SHORT EXERCISE 1:
Answer these from the DeKalb County Schools page:
(a) How many schools does the district have?
(b) In which town are the administrative offices located?
(c) On what date did the current superintendent begin serving?

Location
- DeKalb County, Alabama United States

District information
- Type: Public
- Grades: K–12
- Superintendent: Wayne Lyles
- Schools: 14

Students and staff
- Students: 8,525 (2020–2021)
- Teachers: 530.4 (on FTE basis)
- Student–teacher ratio: 16.1:1

Other information
- Website: https://www.dekalbk12.org/

= DeKalb County Schools (Alabama) =

School district in Alabama

The DeKalb County School System serves the rural areas and communities of DeKalb County, Alabama, with the exception of the schools located within the county seat of Fort Payne, which has its own school system. The system serves approximately 8,500 students, and the administrative offices are located in Rainsville. The current superintendent is Wayne Lyles, serving since July 26, 2021.

DATA RECORDS:
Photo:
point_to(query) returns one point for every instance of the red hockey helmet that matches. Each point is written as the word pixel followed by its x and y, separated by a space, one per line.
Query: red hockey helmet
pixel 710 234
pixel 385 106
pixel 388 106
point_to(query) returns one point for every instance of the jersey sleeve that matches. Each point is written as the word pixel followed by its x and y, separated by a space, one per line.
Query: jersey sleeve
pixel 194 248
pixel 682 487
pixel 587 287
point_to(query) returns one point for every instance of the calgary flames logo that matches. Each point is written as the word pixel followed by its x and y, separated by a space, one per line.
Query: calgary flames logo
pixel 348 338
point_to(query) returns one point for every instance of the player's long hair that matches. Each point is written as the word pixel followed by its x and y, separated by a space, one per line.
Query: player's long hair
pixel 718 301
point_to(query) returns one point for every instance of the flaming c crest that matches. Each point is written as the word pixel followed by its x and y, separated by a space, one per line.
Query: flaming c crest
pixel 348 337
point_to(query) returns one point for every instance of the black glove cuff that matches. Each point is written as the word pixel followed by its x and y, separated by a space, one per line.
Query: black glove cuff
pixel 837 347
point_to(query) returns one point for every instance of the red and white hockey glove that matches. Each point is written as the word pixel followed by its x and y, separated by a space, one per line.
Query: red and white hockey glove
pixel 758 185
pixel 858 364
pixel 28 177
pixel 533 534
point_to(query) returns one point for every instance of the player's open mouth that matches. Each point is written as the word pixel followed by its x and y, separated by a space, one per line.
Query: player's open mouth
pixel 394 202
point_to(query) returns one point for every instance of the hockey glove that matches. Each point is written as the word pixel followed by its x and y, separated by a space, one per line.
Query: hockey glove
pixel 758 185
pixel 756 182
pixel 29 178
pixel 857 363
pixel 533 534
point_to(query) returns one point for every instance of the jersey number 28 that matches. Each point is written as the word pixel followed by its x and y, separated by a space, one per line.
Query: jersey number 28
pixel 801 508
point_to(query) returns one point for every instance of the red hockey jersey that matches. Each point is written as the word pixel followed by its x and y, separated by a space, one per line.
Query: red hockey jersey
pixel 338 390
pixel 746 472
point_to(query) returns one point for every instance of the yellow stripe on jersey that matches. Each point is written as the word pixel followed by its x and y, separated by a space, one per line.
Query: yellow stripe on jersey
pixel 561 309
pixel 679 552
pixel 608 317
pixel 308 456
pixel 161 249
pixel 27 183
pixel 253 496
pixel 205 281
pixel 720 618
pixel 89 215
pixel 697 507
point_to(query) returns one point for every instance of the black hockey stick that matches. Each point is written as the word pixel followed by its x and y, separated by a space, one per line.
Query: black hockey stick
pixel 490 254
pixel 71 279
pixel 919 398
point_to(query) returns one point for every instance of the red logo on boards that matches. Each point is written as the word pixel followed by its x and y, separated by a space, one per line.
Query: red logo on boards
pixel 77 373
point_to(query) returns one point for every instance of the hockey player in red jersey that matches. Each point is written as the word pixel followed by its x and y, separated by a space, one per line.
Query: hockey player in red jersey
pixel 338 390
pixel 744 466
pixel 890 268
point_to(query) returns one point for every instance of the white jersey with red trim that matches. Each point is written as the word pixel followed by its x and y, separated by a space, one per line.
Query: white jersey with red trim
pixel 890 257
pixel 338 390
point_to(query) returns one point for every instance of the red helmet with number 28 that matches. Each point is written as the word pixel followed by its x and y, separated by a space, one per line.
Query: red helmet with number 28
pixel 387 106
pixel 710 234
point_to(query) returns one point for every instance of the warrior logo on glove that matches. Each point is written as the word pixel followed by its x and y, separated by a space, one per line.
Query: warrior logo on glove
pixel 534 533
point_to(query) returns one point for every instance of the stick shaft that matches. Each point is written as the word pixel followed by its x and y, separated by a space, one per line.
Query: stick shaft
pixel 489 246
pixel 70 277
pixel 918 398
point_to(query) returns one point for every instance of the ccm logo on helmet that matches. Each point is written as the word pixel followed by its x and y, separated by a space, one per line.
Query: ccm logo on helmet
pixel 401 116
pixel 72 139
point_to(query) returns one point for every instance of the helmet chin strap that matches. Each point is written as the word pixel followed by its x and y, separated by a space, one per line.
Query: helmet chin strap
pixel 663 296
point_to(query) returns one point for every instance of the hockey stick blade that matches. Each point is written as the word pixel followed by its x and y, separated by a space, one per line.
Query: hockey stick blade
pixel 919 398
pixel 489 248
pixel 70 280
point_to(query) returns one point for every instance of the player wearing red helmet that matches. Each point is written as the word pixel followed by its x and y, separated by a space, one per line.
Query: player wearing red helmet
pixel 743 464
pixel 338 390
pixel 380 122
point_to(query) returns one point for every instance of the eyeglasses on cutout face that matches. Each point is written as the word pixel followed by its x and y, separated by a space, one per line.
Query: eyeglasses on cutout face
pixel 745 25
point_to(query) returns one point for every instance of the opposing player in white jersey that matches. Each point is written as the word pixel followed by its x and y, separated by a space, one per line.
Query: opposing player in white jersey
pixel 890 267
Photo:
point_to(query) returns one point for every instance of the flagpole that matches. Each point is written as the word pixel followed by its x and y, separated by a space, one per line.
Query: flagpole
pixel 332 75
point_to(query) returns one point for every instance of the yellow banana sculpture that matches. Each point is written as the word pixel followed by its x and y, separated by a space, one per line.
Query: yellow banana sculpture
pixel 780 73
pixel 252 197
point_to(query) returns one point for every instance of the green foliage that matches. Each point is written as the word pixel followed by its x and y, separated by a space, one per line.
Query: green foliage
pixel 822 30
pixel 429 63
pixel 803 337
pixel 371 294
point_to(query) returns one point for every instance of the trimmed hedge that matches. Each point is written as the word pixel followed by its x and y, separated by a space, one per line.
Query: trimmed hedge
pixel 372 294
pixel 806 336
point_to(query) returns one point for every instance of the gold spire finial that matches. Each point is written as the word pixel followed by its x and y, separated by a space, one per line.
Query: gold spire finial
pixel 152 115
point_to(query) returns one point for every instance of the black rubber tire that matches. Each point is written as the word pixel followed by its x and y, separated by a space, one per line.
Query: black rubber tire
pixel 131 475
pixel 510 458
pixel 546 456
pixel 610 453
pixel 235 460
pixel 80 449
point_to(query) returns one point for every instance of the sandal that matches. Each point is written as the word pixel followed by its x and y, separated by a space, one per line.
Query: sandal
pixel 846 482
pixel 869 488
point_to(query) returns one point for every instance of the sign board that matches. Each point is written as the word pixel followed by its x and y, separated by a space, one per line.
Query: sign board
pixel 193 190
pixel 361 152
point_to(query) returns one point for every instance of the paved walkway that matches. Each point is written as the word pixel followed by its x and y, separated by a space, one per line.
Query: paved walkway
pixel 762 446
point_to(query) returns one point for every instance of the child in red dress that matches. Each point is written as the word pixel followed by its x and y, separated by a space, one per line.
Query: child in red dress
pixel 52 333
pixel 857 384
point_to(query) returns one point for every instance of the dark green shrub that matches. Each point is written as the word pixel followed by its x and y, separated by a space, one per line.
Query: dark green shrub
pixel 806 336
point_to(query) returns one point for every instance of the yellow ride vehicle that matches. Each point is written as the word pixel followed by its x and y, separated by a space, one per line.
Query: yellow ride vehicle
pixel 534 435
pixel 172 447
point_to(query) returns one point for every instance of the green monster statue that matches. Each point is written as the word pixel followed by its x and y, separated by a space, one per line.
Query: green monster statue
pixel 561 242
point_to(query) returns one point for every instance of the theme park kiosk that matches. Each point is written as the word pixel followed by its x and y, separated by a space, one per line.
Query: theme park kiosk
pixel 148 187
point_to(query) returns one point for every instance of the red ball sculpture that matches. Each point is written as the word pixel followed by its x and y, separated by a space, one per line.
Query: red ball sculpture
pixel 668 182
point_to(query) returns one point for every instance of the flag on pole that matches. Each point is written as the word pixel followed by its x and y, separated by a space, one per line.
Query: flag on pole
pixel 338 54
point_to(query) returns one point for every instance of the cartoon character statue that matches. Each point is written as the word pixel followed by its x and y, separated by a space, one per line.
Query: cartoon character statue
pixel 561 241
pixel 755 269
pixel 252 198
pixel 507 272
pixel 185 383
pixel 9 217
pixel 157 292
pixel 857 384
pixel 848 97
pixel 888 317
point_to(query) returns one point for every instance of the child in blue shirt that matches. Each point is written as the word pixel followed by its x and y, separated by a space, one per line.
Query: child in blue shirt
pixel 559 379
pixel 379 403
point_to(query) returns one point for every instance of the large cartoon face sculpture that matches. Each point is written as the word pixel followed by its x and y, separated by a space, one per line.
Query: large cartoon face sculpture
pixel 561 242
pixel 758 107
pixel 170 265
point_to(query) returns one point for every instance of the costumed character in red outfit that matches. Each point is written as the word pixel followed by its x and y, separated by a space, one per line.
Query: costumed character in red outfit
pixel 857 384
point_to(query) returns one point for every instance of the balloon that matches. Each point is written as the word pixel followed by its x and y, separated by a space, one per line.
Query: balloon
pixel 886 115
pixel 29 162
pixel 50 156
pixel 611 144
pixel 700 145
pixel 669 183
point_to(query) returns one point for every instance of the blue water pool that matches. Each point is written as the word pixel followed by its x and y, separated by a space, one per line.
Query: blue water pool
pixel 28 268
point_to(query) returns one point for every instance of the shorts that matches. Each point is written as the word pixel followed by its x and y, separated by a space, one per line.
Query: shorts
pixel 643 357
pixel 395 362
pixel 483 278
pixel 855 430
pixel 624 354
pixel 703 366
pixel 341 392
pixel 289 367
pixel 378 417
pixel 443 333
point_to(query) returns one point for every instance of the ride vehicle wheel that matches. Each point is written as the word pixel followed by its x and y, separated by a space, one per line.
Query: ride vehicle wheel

SHORT EXERCISE 2: In the records, copy out the lines from the line containing "of the large" up to and including the line containing "pixel 170 265", leaving them unchanged.

CORRECT RESULT 1:
(a) 14
(b) Rainsville
(c) July 26, 2021

CORRECT RESULT 2:
point_to(query) returns one point for every instance of the large cartoon face sculpture that matches. Each point is written as the word pixel followed by its x and y, separated by a space, one per line.
Query: large cartoon face sculpture
pixel 561 242
pixel 758 107
pixel 170 265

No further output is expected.